> **Raw records**:
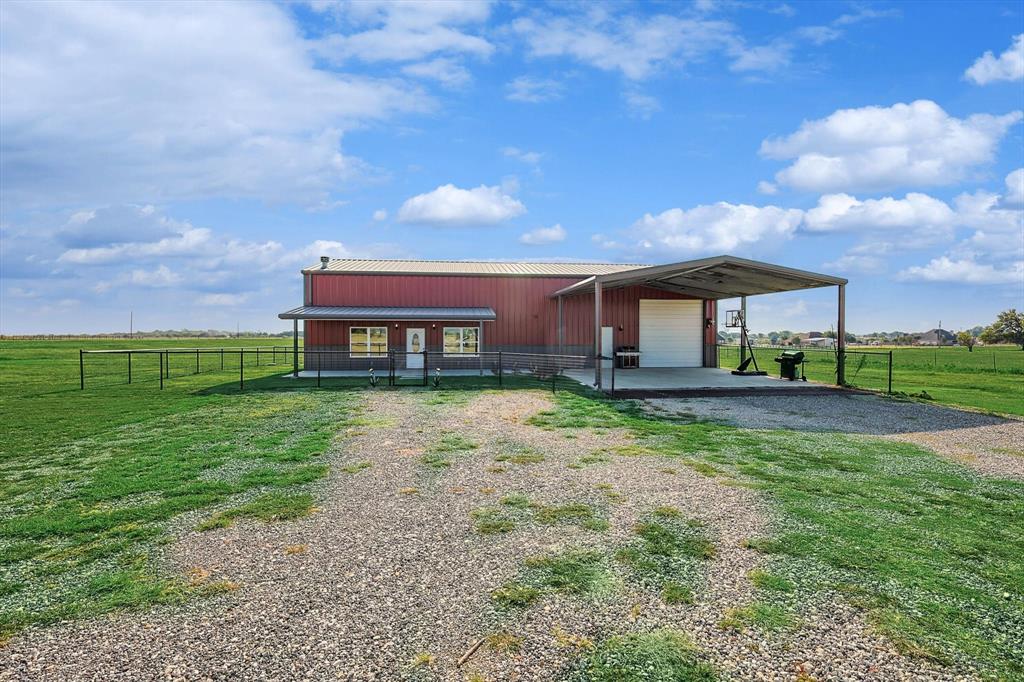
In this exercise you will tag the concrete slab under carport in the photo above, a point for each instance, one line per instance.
(693, 381)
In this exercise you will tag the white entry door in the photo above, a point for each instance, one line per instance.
(608, 350)
(416, 342)
(671, 333)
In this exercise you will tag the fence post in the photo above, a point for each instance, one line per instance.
(890, 372)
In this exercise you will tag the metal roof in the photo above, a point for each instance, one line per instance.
(716, 278)
(463, 267)
(388, 312)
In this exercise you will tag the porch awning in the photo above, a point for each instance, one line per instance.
(388, 312)
(713, 279)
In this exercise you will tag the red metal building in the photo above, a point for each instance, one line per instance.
(368, 307)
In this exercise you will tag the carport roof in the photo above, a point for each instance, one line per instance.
(715, 278)
(367, 312)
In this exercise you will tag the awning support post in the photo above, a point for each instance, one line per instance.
(841, 339)
(598, 293)
(295, 348)
(561, 329)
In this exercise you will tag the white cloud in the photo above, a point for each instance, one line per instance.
(534, 90)
(763, 57)
(408, 31)
(1015, 186)
(531, 158)
(452, 206)
(965, 271)
(449, 73)
(543, 236)
(877, 147)
(721, 227)
(120, 102)
(915, 212)
(222, 299)
(631, 45)
(641, 105)
(1007, 67)
(162, 276)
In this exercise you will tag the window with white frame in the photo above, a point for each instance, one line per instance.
(368, 341)
(462, 340)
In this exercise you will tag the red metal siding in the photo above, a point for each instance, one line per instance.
(526, 314)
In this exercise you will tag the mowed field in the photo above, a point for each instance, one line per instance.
(348, 533)
(989, 378)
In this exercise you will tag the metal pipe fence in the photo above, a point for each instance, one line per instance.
(393, 368)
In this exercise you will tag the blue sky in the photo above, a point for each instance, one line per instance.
(184, 161)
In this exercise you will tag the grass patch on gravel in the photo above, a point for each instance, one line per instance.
(578, 571)
(80, 518)
(517, 509)
(451, 443)
(667, 554)
(932, 551)
(270, 507)
(764, 616)
(663, 655)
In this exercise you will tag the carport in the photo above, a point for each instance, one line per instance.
(708, 280)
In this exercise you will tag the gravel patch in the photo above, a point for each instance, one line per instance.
(990, 444)
(390, 566)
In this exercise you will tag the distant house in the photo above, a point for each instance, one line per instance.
(936, 337)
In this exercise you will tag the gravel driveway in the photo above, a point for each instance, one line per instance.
(391, 567)
(988, 443)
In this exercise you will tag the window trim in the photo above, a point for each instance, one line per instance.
(462, 341)
(368, 352)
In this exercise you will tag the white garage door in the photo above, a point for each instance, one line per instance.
(671, 333)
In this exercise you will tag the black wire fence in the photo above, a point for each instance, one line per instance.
(376, 367)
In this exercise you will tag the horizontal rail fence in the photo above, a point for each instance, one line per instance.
(392, 368)
(864, 369)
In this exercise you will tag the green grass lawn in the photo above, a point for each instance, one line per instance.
(932, 552)
(93, 482)
(989, 378)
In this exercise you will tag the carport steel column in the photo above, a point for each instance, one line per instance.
(841, 338)
(598, 293)
(295, 347)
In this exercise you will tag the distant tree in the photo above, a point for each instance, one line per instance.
(967, 339)
(1008, 328)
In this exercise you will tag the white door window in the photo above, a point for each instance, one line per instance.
(671, 333)
(416, 343)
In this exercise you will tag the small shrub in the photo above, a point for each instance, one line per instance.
(771, 582)
(515, 595)
(674, 593)
(505, 641)
(664, 655)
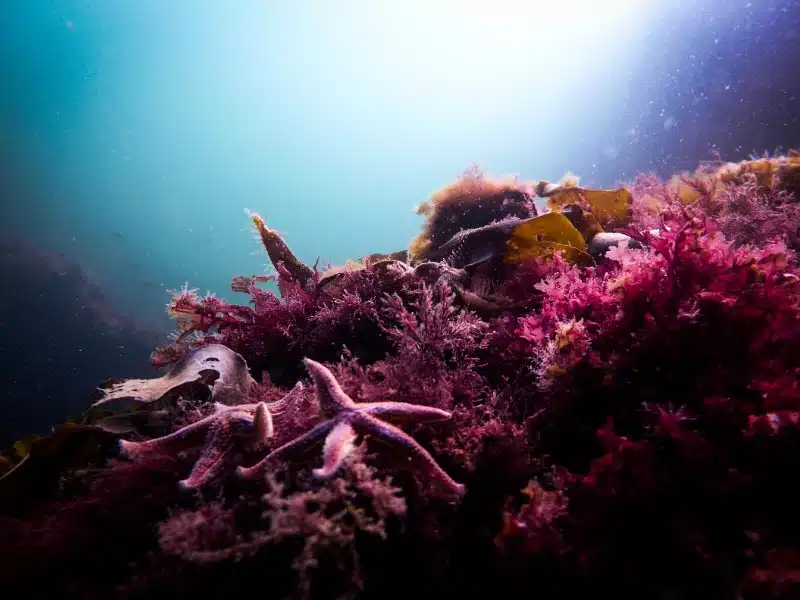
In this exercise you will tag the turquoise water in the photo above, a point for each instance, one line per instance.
(135, 133)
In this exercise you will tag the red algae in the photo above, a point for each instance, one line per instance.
(624, 427)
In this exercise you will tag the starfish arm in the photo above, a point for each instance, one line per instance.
(221, 440)
(332, 399)
(263, 428)
(296, 447)
(401, 441)
(401, 413)
(185, 438)
(338, 446)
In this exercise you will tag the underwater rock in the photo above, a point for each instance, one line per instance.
(213, 368)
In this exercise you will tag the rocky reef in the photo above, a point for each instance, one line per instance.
(554, 391)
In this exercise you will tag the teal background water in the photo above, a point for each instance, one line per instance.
(136, 132)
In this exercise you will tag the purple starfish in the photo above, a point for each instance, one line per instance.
(246, 426)
(345, 419)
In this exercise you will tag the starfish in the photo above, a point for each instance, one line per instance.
(345, 419)
(246, 426)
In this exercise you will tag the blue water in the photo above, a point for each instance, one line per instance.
(135, 133)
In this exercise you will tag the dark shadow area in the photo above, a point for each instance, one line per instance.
(58, 340)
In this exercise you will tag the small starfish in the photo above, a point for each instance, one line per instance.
(344, 419)
(230, 427)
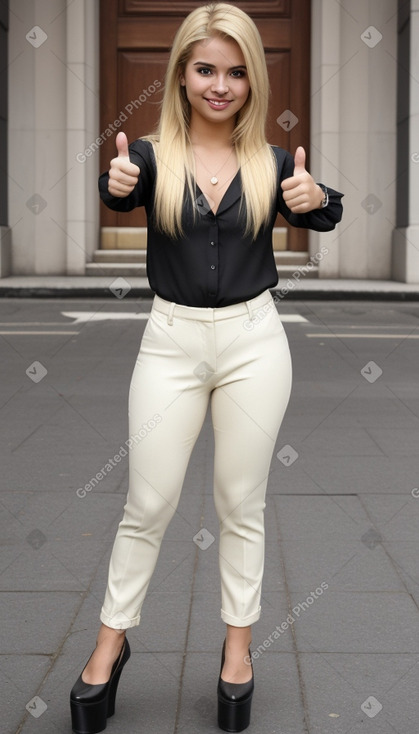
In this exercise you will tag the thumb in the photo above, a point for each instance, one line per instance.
(299, 161)
(122, 145)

> **What this task involves**:
Please copy the records word for word from the line containing "In this exercise you will tag the small starfish" through the end of the records, leaving the pictures out of your answer.

> **Exercise response**:
In this exercise you will tag the small starfish in the photo above, a point for each instance, one line per instance.
(344, 419)
(230, 427)
In this exercise you will tag the thumb in the photo above, a point for each instance, one line per instance.
(299, 161)
(122, 145)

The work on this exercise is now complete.